Aim of the task:
The line containing "trace: blue van" and every line after it, through the last, are to be extracted exactly; no other lines belong in the answer.

Extracted data:
------------
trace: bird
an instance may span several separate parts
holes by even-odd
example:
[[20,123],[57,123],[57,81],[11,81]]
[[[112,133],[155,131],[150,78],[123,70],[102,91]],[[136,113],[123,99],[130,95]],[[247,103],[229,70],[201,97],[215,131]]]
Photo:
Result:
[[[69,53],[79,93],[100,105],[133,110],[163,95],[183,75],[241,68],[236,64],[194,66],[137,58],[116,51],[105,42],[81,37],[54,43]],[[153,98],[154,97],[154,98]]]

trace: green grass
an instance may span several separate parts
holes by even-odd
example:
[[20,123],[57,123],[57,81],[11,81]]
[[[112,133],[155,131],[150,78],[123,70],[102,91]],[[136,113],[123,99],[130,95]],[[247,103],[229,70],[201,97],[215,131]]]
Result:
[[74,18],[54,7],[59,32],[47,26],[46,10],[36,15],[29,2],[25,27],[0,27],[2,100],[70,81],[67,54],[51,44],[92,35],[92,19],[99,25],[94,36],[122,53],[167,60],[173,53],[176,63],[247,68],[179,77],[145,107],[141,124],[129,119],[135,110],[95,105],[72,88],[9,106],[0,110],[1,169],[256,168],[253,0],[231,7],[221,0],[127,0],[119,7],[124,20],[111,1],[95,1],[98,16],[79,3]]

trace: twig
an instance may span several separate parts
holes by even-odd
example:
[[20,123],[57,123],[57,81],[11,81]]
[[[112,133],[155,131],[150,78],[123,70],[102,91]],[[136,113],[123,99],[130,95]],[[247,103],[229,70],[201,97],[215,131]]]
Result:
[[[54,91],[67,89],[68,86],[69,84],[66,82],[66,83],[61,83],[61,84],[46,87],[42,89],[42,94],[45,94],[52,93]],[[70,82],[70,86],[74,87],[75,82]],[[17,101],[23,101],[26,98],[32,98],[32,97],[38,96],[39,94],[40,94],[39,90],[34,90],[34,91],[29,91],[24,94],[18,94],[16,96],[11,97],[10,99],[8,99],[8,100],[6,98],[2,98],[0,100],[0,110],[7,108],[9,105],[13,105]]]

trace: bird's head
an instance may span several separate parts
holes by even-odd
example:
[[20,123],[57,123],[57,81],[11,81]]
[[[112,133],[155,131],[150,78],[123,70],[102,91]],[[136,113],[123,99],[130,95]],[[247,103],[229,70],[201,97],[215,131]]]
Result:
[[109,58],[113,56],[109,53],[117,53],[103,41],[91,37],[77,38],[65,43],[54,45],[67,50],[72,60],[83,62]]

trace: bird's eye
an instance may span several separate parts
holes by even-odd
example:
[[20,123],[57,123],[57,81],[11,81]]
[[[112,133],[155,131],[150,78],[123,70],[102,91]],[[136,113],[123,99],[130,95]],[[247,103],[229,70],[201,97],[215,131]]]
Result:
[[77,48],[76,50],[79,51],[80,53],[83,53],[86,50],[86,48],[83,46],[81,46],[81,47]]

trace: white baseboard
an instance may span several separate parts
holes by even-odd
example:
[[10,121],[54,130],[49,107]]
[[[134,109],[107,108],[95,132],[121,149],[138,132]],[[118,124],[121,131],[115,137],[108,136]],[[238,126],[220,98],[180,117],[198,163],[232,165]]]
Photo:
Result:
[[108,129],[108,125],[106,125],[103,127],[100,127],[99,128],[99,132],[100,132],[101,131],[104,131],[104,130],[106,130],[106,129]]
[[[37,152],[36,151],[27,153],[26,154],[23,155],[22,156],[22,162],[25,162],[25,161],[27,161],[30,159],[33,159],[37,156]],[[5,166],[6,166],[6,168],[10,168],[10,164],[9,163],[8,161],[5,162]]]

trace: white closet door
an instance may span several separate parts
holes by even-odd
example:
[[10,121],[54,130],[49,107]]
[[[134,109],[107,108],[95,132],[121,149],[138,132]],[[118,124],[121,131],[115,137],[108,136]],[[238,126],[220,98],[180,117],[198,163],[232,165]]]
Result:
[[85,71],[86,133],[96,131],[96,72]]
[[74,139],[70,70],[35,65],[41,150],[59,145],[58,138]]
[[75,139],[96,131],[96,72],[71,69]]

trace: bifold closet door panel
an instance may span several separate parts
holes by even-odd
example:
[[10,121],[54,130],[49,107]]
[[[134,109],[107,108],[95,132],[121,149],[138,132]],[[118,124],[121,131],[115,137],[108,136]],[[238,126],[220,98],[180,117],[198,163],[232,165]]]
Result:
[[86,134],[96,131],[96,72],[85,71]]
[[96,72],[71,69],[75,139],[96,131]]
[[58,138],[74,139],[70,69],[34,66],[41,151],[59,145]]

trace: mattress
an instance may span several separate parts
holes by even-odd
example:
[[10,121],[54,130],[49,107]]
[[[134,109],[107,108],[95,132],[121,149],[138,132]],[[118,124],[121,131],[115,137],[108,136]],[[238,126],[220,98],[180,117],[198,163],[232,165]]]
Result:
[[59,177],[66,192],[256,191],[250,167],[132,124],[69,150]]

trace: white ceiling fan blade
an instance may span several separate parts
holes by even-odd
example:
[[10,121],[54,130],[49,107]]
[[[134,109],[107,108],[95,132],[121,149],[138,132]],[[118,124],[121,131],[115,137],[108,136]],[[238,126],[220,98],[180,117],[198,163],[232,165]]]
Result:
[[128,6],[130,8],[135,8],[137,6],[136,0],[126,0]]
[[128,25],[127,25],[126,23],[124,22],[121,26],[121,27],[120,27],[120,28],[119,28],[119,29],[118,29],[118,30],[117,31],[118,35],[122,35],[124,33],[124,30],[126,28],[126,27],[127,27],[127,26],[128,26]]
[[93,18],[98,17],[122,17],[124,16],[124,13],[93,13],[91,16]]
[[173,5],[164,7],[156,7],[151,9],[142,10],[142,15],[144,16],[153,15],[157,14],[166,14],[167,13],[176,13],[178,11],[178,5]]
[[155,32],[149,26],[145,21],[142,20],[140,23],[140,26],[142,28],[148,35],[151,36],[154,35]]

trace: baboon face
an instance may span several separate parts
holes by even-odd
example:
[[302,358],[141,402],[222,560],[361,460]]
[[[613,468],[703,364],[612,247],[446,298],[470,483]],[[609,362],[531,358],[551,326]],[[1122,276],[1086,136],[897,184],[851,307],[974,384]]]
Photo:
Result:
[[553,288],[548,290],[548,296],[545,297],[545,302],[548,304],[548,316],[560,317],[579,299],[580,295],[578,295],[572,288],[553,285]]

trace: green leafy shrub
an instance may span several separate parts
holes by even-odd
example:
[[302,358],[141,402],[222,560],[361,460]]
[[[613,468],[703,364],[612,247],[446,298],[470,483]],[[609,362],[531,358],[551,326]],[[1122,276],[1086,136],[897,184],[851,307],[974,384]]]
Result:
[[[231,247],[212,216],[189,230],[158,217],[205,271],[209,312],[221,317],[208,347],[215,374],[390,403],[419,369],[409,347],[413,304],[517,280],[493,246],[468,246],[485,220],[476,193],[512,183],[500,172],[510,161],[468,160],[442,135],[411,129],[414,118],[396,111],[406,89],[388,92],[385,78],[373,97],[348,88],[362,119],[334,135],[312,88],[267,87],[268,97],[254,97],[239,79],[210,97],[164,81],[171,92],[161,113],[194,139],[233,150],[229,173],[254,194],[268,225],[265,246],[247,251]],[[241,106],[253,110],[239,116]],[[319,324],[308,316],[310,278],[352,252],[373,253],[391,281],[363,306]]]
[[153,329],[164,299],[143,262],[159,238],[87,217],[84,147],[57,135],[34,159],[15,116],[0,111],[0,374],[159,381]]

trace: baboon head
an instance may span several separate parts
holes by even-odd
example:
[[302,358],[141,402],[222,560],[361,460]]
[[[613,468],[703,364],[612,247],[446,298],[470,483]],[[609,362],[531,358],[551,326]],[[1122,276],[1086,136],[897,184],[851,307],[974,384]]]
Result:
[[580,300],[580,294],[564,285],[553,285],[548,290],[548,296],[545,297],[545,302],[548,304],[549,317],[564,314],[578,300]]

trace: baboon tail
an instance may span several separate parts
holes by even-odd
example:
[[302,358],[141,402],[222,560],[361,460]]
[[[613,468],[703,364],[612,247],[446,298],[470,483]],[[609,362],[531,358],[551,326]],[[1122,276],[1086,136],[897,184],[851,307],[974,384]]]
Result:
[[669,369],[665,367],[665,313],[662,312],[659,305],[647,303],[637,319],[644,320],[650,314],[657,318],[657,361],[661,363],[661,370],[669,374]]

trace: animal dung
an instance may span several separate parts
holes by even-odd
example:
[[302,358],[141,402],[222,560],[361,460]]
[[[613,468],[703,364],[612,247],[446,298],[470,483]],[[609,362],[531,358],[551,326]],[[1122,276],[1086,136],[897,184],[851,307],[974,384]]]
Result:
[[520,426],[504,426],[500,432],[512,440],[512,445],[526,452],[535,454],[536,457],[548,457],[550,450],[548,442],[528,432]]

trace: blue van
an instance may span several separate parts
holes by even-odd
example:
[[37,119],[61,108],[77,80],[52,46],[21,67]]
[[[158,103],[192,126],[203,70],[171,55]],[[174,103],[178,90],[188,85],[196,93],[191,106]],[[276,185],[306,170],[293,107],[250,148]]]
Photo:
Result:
------------
Task answer:
trace: blue van
an instance may span several separate parts
holes by even-odd
example:
[[37,119],[61,108],[77,80],[52,46],[21,67]]
[[[158,103],[192,126],[203,70],[171,55]],[[174,103],[178,90],[188,85],[196,93],[191,106]],[[276,185],[306,170],[293,107],[250,148]]]
Photo:
Result:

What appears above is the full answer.